_WRITTEN PROBLEM_
Gather every line of the data below that contains the word "opening", and copy each such line in full.

── PROVIDED MATERIAL

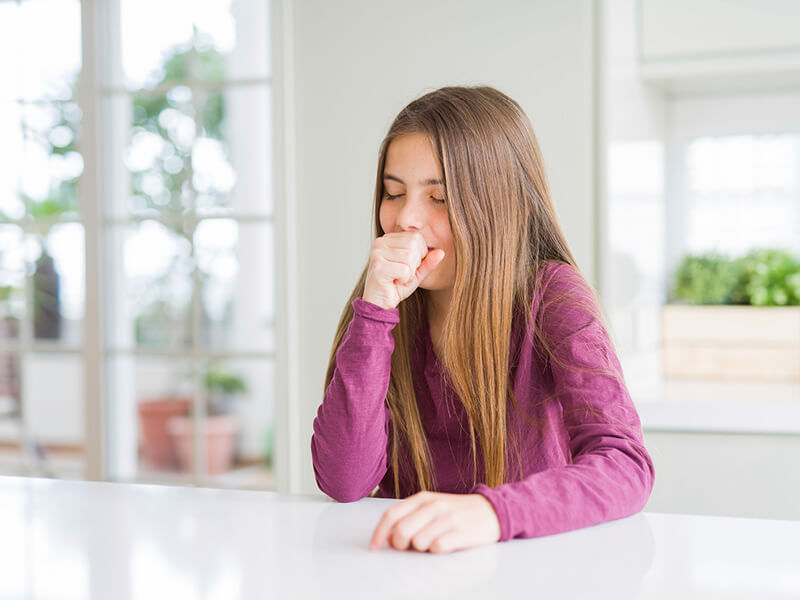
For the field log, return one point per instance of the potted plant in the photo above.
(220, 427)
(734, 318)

────
── PROVIDED MATERIAL

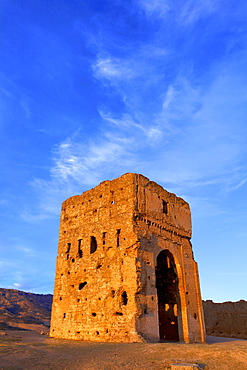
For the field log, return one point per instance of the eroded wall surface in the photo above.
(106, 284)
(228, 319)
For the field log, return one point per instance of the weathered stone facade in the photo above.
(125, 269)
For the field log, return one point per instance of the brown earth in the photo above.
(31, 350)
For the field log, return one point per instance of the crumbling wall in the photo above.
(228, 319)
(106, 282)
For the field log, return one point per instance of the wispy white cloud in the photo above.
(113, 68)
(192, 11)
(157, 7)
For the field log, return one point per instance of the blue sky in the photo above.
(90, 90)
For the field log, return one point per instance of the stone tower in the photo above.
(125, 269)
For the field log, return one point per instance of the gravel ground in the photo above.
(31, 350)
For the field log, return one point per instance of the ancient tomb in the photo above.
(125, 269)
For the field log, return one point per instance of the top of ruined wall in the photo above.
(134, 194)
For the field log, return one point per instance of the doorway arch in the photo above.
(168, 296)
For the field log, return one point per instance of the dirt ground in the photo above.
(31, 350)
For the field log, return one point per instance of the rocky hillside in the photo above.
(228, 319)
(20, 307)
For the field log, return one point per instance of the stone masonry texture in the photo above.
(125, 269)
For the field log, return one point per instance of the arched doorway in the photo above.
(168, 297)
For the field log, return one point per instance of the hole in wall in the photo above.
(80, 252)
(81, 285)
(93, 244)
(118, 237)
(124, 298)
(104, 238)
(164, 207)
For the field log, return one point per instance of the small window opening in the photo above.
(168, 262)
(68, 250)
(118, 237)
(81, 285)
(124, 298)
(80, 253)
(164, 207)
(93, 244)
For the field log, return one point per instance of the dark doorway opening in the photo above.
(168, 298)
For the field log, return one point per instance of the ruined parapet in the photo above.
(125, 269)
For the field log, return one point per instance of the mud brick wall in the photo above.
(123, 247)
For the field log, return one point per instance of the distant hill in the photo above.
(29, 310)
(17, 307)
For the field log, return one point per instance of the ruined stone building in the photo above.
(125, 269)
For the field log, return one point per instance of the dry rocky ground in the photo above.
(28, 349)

────

_WRITTEN RESPONSE_
For the field log, return one point per instance of the small window opening in the photo above.
For the field log, return one point per instance of the dark doorway opening in the photo above.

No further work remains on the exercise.